----- Source records
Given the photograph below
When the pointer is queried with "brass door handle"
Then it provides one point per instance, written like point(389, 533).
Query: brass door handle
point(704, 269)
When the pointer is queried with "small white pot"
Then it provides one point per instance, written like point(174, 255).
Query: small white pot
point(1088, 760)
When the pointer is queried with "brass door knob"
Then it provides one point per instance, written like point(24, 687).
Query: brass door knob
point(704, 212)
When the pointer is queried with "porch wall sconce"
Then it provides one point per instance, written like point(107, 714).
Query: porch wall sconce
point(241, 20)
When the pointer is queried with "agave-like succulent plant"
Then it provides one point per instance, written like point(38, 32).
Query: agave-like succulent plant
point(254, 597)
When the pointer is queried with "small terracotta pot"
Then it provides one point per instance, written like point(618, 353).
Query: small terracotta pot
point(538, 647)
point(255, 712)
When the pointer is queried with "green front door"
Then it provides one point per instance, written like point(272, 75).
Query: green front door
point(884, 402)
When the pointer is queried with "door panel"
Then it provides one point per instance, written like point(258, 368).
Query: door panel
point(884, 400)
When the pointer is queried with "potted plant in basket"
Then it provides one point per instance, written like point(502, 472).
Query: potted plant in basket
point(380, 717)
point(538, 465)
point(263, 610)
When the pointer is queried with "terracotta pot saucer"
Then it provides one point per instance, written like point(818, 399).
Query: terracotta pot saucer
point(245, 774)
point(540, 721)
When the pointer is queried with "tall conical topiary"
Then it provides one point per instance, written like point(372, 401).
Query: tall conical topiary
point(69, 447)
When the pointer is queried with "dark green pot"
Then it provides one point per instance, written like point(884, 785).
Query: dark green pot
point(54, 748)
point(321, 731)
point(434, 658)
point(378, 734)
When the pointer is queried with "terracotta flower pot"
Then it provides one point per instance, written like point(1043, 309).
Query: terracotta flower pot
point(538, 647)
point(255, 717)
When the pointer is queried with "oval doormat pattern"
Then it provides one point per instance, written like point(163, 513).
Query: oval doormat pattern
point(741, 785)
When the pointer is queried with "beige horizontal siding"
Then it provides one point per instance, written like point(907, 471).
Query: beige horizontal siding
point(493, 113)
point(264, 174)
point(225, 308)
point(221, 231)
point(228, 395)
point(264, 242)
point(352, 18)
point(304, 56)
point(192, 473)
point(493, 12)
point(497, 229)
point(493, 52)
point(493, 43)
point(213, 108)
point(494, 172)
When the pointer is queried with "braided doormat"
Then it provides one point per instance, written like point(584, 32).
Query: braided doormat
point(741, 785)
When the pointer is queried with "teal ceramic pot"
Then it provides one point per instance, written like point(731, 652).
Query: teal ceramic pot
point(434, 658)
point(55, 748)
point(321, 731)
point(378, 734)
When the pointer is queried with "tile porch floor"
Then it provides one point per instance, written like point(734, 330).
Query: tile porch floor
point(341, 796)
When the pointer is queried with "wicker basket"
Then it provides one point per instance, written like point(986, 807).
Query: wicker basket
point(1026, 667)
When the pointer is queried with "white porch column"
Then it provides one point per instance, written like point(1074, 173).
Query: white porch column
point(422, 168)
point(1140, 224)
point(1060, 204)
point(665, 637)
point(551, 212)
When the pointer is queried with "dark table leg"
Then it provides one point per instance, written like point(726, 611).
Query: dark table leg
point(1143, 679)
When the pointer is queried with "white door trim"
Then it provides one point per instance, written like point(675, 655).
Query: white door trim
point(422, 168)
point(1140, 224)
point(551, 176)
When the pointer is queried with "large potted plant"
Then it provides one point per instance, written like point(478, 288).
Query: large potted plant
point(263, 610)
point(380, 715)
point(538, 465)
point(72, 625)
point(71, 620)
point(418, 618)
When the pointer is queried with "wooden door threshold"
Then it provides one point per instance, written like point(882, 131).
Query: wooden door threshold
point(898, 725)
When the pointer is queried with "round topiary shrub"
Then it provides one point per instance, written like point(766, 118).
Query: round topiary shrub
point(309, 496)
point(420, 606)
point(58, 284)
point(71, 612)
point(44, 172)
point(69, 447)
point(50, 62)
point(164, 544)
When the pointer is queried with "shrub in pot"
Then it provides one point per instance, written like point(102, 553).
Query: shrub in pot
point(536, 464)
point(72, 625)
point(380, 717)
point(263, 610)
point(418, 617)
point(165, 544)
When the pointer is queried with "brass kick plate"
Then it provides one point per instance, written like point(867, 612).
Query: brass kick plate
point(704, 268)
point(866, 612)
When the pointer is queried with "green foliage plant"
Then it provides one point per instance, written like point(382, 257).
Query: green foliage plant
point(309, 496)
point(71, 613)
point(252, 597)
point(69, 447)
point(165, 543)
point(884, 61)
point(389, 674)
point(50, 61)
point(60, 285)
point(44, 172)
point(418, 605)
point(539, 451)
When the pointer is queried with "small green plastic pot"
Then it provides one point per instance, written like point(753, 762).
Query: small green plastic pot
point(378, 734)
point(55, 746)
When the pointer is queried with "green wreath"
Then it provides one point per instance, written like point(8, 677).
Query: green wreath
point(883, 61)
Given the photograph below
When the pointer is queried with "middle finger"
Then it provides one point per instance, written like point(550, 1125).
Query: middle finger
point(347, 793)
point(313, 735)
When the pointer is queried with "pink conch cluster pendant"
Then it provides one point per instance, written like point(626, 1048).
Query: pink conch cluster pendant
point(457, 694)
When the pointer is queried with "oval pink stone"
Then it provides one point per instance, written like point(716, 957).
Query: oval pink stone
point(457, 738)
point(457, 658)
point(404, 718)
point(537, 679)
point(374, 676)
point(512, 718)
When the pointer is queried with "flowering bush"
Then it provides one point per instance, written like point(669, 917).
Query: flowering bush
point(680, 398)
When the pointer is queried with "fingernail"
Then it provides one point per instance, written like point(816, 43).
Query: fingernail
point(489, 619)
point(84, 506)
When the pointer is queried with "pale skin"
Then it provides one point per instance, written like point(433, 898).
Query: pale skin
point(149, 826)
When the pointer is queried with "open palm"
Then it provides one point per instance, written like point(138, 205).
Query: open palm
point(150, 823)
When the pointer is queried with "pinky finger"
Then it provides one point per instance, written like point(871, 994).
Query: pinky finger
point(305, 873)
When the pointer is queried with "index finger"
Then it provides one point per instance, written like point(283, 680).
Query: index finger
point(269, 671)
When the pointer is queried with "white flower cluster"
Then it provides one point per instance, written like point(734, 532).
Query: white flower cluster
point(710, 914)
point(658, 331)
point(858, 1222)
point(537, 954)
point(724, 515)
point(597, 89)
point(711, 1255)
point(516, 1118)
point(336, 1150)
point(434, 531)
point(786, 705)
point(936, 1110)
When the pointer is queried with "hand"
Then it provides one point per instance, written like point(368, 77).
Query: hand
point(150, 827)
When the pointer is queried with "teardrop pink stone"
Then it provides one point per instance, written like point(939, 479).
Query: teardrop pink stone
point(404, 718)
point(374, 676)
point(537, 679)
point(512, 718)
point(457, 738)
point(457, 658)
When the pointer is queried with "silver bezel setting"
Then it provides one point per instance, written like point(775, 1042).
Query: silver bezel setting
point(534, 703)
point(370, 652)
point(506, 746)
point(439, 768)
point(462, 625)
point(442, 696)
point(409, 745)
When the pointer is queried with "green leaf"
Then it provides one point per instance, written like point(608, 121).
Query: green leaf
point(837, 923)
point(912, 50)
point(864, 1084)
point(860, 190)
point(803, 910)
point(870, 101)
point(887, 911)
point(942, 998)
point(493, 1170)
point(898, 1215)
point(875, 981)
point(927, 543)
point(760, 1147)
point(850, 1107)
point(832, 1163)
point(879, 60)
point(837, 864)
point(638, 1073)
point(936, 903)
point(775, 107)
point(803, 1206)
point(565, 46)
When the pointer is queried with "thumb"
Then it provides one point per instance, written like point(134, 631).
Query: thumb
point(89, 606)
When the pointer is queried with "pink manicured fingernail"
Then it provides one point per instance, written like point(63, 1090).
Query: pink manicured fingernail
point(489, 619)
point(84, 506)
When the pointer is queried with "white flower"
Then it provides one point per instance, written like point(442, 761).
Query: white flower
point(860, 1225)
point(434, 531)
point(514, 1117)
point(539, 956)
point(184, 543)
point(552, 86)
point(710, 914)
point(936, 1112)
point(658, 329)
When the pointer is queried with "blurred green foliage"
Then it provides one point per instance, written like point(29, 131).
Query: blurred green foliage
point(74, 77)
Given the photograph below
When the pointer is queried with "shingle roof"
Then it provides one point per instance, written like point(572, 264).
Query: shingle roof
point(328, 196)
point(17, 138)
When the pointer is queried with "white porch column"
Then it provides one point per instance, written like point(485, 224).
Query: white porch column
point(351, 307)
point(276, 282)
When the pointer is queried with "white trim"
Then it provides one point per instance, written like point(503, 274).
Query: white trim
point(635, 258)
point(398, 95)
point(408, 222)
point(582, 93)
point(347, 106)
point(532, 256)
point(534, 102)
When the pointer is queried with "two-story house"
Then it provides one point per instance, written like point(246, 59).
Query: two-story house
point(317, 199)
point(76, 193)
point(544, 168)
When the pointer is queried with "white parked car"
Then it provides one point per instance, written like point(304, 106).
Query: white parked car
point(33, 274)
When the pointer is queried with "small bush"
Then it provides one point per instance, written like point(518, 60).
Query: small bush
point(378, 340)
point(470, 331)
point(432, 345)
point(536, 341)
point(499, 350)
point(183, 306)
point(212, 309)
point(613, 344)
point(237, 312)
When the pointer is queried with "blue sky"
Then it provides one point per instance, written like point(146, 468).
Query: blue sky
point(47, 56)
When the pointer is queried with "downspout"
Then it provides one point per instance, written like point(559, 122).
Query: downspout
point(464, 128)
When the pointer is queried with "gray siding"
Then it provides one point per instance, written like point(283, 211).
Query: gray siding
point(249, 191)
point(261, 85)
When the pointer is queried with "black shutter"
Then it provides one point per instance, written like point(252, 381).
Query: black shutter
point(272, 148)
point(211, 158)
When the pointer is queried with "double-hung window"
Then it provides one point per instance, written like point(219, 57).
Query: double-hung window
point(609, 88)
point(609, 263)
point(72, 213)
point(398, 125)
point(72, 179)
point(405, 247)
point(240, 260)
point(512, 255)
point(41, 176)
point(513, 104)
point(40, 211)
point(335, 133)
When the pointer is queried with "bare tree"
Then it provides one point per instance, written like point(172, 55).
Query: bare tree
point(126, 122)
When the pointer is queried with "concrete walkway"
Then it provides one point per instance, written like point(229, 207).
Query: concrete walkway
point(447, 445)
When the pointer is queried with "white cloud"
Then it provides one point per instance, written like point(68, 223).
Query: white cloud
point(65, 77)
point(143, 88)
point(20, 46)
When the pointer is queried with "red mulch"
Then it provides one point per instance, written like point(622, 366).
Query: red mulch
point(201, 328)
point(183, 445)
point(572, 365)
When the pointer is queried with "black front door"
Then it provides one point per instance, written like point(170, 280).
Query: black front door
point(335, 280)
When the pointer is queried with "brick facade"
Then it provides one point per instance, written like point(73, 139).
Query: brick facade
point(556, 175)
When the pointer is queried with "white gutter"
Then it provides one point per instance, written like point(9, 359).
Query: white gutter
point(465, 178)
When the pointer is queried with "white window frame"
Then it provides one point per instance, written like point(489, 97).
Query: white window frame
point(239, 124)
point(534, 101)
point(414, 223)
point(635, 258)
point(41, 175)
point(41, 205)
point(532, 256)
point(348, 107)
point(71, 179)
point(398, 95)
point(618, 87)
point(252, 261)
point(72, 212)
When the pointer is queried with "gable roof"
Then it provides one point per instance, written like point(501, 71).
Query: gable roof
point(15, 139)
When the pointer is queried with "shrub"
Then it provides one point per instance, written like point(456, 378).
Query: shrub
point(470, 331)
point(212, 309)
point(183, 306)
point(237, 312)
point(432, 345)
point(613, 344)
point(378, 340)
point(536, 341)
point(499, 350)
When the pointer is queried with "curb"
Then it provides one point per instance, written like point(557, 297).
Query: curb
----------
(Written problem):
Find every line in the material above that contains the word "round", and copy each of those lines.

(Exercise answer):
When the pointer is queried with "round topiary shrub"
Query: round topiary shrub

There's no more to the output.